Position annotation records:
----

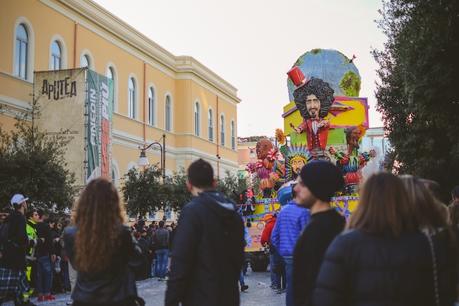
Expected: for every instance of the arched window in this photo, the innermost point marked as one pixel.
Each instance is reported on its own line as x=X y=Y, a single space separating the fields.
x=233 y=136
x=21 y=62
x=56 y=56
x=197 y=121
x=110 y=74
x=211 y=125
x=85 y=61
x=222 y=130
x=151 y=106
x=132 y=98
x=168 y=124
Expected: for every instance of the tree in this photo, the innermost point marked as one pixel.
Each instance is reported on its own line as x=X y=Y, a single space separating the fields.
x=417 y=92
x=143 y=191
x=177 y=192
x=32 y=163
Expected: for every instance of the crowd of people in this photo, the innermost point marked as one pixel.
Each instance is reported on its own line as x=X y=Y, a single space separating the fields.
x=155 y=241
x=31 y=253
x=400 y=246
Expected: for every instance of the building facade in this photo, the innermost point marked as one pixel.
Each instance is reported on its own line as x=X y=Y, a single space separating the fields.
x=155 y=92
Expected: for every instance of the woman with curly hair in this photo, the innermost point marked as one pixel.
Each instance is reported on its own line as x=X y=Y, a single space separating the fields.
x=101 y=249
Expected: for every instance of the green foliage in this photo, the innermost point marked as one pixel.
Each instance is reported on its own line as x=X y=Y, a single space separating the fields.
x=350 y=84
x=178 y=194
x=32 y=163
x=143 y=191
x=417 y=94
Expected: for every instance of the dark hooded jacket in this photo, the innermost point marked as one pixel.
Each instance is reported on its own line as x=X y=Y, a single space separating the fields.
x=13 y=256
x=113 y=285
x=207 y=254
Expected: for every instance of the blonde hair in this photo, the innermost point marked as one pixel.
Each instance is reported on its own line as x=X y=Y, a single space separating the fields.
x=429 y=212
x=383 y=207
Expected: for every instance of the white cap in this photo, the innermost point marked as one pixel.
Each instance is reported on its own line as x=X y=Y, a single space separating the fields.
x=18 y=199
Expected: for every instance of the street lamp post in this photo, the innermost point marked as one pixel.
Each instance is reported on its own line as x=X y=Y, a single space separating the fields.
x=143 y=159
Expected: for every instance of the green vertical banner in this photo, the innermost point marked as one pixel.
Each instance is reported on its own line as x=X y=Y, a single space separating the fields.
x=99 y=111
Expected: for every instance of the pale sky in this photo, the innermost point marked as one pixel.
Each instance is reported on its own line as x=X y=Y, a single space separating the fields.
x=253 y=43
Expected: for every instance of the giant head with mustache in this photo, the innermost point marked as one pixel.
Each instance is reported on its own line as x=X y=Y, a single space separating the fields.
x=313 y=99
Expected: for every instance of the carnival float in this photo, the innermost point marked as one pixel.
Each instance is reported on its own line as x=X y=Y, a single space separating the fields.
x=324 y=120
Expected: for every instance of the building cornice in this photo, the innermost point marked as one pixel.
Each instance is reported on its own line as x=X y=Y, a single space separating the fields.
x=131 y=141
x=126 y=33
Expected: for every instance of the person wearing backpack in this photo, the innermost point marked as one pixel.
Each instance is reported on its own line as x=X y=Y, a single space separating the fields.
x=208 y=250
x=161 y=239
x=13 y=283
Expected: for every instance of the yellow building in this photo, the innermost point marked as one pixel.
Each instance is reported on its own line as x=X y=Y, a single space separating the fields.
x=156 y=92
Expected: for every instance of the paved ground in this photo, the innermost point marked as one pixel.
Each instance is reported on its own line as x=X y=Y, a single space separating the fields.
x=153 y=290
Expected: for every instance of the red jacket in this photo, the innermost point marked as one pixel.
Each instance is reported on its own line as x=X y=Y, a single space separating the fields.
x=320 y=139
x=266 y=234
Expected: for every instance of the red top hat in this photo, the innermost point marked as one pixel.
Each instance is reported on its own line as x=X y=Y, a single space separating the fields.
x=296 y=75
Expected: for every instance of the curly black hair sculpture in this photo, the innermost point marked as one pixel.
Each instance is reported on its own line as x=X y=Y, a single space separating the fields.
x=322 y=90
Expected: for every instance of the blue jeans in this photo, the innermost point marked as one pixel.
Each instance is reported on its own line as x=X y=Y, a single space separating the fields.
x=44 y=275
x=162 y=257
x=277 y=270
x=288 y=260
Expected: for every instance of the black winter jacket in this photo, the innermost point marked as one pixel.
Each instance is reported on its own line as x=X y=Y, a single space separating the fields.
x=309 y=252
x=14 y=255
x=116 y=283
x=361 y=269
x=207 y=254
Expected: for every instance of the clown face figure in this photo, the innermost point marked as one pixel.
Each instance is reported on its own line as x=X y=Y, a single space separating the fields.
x=297 y=162
x=313 y=106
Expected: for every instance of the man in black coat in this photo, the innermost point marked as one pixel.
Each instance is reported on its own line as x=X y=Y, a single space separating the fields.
x=208 y=250
x=316 y=185
x=13 y=256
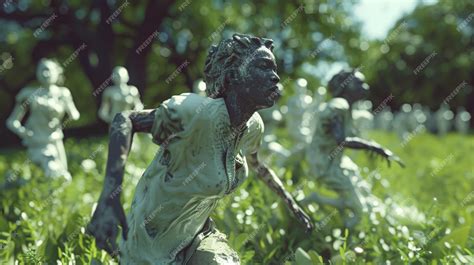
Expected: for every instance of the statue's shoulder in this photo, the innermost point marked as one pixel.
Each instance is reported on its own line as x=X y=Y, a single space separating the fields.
x=255 y=124
x=134 y=91
x=339 y=104
x=185 y=105
x=65 y=92
x=333 y=109
x=26 y=93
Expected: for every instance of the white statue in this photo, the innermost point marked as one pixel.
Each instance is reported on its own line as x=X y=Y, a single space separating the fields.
x=47 y=106
x=119 y=97
x=384 y=119
x=362 y=117
x=334 y=132
x=462 y=120
x=444 y=118
x=199 y=87
x=299 y=113
x=401 y=122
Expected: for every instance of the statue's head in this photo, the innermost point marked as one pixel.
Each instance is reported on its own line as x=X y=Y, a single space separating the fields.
x=49 y=72
x=349 y=84
x=120 y=75
x=243 y=65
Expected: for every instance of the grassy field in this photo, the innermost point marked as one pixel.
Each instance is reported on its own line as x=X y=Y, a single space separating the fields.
x=428 y=216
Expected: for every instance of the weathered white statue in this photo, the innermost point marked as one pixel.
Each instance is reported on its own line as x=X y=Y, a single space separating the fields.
x=47 y=105
x=401 y=122
x=334 y=132
x=199 y=87
x=444 y=119
x=299 y=113
x=362 y=117
x=207 y=145
x=119 y=97
x=384 y=119
x=462 y=120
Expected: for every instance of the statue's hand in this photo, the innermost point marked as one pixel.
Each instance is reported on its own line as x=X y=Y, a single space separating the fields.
x=103 y=226
x=304 y=219
x=25 y=133
x=389 y=156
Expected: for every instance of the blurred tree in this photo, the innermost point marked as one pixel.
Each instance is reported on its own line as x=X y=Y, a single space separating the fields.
x=163 y=44
x=426 y=57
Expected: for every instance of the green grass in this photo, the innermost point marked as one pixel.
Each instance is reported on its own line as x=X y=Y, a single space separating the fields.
x=43 y=221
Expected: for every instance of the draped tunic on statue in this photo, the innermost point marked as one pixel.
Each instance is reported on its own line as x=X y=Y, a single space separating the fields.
x=201 y=159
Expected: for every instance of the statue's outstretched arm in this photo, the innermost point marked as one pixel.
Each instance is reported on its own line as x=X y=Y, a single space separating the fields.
x=109 y=213
x=336 y=128
x=104 y=110
x=14 y=120
x=71 y=107
x=274 y=183
x=371 y=146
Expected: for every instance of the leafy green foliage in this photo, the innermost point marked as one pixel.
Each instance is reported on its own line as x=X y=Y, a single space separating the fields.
x=43 y=220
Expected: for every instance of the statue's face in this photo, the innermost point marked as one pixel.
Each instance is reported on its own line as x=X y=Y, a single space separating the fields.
x=120 y=76
x=47 y=73
x=259 y=79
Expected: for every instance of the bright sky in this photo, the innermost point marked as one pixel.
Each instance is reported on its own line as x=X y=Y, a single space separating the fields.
x=378 y=16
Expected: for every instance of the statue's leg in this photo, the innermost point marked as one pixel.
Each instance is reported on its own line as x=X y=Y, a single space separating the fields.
x=214 y=250
x=48 y=158
x=314 y=197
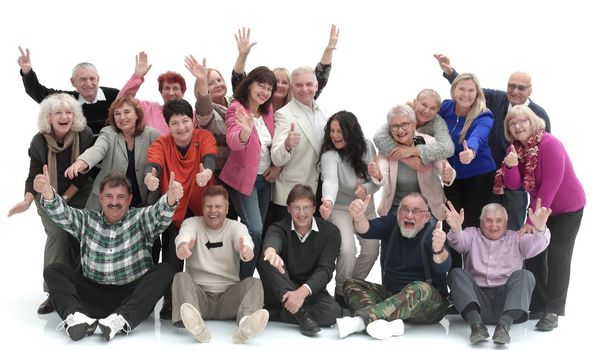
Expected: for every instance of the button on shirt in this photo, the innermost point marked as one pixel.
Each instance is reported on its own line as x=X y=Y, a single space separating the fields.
x=491 y=262
x=114 y=254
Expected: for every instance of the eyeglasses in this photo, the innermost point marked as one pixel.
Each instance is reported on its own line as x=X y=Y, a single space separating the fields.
x=403 y=126
x=415 y=211
x=515 y=123
x=520 y=88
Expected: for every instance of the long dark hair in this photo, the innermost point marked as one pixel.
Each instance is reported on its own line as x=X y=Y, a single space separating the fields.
x=355 y=144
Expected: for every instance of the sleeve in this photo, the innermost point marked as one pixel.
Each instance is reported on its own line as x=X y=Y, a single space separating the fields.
x=442 y=148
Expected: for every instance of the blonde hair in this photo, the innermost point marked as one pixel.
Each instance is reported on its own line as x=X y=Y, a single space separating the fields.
x=478 y=106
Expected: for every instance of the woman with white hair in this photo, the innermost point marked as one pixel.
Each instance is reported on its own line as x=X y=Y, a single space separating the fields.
x=63 y=136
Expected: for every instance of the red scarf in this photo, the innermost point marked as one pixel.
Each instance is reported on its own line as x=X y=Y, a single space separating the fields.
x=528 y=156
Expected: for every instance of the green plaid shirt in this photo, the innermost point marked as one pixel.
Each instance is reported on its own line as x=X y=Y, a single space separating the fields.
x=113 y=254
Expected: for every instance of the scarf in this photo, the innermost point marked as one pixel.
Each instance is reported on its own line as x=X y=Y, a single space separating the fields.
x=528 y=156
x=72 y=139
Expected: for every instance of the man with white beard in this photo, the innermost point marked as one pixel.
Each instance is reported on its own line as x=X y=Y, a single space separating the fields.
x=414 y=261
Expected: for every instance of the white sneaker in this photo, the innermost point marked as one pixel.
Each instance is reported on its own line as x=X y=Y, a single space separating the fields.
x=113 y=324
x=349 y=325
x=383 y=329
x=78 y=326
x=194 y=323
x=250 y=326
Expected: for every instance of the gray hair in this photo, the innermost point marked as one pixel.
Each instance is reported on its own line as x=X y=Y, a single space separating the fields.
x=51 y=104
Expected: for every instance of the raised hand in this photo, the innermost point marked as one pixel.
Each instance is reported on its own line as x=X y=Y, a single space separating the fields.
x=184 y=249
x=246 y=252
x=203 y=176
x=454 y=218
x=75 y=168
x=326 y=208
x=151 y=181
x=142 y=66
x=511 y=159
x=273 y=259
x=175 y=191
x=24 y=61
x=467 y=155
x=293 y=138
x=539 y=216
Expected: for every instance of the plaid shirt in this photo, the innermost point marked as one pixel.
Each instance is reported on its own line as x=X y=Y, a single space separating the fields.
x=115 y=254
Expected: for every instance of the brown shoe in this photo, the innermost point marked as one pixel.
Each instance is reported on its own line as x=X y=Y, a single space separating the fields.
x=46 y=307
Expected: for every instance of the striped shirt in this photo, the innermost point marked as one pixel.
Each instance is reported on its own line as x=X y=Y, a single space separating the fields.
x=114 y=254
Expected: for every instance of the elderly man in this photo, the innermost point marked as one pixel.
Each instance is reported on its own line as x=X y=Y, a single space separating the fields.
x=211 y=289
x=499 y=102
x=94 y=99
x=493 y=288
x=298 y=262
x=299 y=131
x=119 y=283
x=414 y=263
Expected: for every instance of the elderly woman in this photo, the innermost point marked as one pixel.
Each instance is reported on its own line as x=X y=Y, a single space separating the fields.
x=426 y=106
x=537 y=161
x=400 y=179
x=345 y=155
x=250 y=130
x=63 y=135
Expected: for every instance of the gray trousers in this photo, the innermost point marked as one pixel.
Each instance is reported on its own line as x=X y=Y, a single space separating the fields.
x=492 y=302
x=239 y=300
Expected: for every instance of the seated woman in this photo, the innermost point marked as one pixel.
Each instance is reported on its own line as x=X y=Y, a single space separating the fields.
x=63 y=135
x=537 y=161
x=399 y=179
x=345 y=155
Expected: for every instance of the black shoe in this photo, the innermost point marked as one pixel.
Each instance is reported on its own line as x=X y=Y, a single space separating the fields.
x=501 y=335
x=548 y=322
x=46 y=307
x=306 y=324
x=478 y=333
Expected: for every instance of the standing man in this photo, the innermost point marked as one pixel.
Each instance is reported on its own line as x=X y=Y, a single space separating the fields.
x=499 y=102
x=298 y=262
x=95 y=100
x=119 y=284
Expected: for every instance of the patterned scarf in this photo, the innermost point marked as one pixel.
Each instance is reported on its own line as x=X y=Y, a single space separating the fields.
x=528 y=156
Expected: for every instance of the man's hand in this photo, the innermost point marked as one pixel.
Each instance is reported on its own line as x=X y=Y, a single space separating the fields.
x=184 y=249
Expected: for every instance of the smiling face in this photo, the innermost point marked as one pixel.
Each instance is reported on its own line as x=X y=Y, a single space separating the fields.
x=215 y=209
x=115 y=202
x=61 y=121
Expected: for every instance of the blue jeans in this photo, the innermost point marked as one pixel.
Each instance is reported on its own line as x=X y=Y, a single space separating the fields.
x=252 y=210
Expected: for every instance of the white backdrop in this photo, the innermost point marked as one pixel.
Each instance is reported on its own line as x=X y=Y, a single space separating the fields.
x=384 y=57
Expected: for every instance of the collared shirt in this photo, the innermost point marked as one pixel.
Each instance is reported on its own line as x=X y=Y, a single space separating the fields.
x=100 y=97
x=491 y=262
x=114 y=254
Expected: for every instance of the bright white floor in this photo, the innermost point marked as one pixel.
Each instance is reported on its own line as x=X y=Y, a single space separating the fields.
x=21 y=264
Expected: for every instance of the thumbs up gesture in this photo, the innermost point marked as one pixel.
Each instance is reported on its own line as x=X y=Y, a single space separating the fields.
x=467 y=155
x=203 y=176
x=293 y=138
x=511 y=159
x=42 y=184
x=175 y=192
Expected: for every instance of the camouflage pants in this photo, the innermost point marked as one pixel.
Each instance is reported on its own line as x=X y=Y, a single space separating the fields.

----

Write out the data again, beginning at the line that has "Expected: for every instance of the man's" and stopping after the line that has "x=252 y=210". In those lines, replace "smiling face" with "grinning face" and leave everything else unchanged.

■ Written response ■
Expected: for every instance of the man's hand in this photo, the innermost point marked as one pixel.
Each instance is reported on its own line as x=X y=Y, a single space separating the fields.
x=184 y=249
Expected: for every instance of the grinning face in this photo, the innermost point marked as one pixel.
Each instance is reported on its own line as x=X y=Y, a single space separating the fields.
x=215 y=209
x=115 y=202
x=61 y=121
Expected: for every instance of the blue jeans in this photo, the innermost point marked as one pixel.
Each instance is reported on its own line as x=X y=Y, a single space separating the fields.
x=252 y=210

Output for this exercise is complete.